A function which will be invoked at the end of every epoch. Its signature should be: (epoch, n_epochs, coords), where:

  • epoch The current epoch number (between 1 and n_epochs).

  • n_epochs Number of epochs to use during the optimization of the embedded coordinates.

  • coords The embedded coordinates as of the end of the current epoch, as a matrix with dimensions (N, n_components).


Method to carry out any PCA dimensionality reduction when the pca parameter is specified. Allowed values are:

  • "irlba". Uses prcomp_irlba from the irlba package.

  • "rsvd". Uses 5 iterations of svdr from the irlba package. This is likely to give much faster but potentially less accurate results than using "irlba". For the purposes of nearest neighbor calculation and coordinates initialization, any loss of accuracy doesn't seem to matter much.

  • "bigstatsr". Uses big_randomSVD from the bigstatsr package. The SVD methods used in bigstatsr may be faster on systems without access to efficient linear algebra libraries (e.g. Windows). Note: bigstatsr is not a dependency of uwot: if you choose to use this package for PCA, you must install it yourself.

  • "svd". Uses svd for the SVD. This is likely to be slow for all but the smallest datasets.

- TO BE DONE:
A: In the uwot options excerpt, which function does the "rsvd" method use?
B: For each statement, say whether it agrees with the uwot options excerpt. Answer yes or no and quote the words from the excerpt that decide it.
(i) uwot installs bigstatsr automatically when it is chosen for PCA.
(ii) The epoch number passed to the end-of-epoch function falls between 1 and n_epochs.
(iii) The "svd" method is likely to be slow except on the smallest datasets.
C: From the uwot options excerpt, copy the passage from "A function which" to "prcomp_irlba from the irlba package." word for word.

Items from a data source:
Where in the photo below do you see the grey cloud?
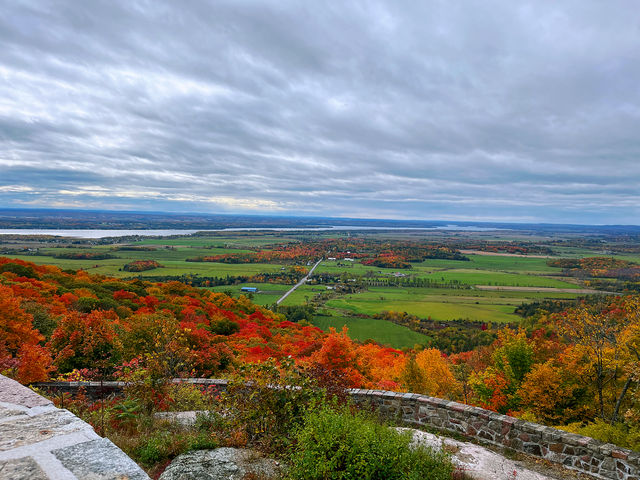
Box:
[0,0,640,223]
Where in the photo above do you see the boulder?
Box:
[159,447,281,480]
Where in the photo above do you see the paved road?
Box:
[276,258,323,305]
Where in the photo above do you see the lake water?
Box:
[0,225,500,238]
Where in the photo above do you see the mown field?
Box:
[0,232,584,348]
[313,315,428,348]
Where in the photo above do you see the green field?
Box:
[327,287,576,322]
[418,269,577,288]
[2,232,596,348]
[313,315,428,348]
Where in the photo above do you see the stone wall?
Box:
[0,375,149,480]
[350,389,640,480]
[33,379,640,480]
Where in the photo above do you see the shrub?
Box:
[223,358,324,453]
[558,419,640,451]
[288,404,454,480]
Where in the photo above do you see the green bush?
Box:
[288,405,454,480]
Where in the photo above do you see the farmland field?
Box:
[313,315,428,348]
[1,232,604,348]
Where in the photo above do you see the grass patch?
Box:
[312,315,429,348]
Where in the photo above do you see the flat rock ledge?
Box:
[159,447,281,480]
[0,375,149,480]
[397,428,558,480]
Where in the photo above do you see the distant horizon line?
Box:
[0,207,640,230]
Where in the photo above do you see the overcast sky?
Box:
[0,0,640,224]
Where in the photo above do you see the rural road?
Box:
[276,258,323,305]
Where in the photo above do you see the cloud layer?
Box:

- SOLUTIONS TO THE PROBLEMS:
A: It uses 5 iterations of svdr from the irlba package.

B:
(i) No: "bigstatsr is not a dependency of uwot: if you choose to use this package for PCA, you must install it yourself."
(ii) Yes: "The current epoch number (between 1 and n_epochs)."
(iii) Yes: "This is likely to be slow for all but the smallest datasets."

C:
A function which will be invoked at the end of every epoch. Its signature should be: (epoch, n_epochs, coords), where:

  • epoch The current epoch number (between 1 and n_epochs).

  • n_epochs Number of epochs to use during the optimization of the embedded coordinates.

  • coords The embedded coordinates as of the end of the current epoch, as a matrix with dimensions (N, n_components).


Method to carry out any PCA dimensionality reduction when the pca parameter is specified. Allowed values are:

  • "irlba". Uses prcomp_irlba from the irlba package.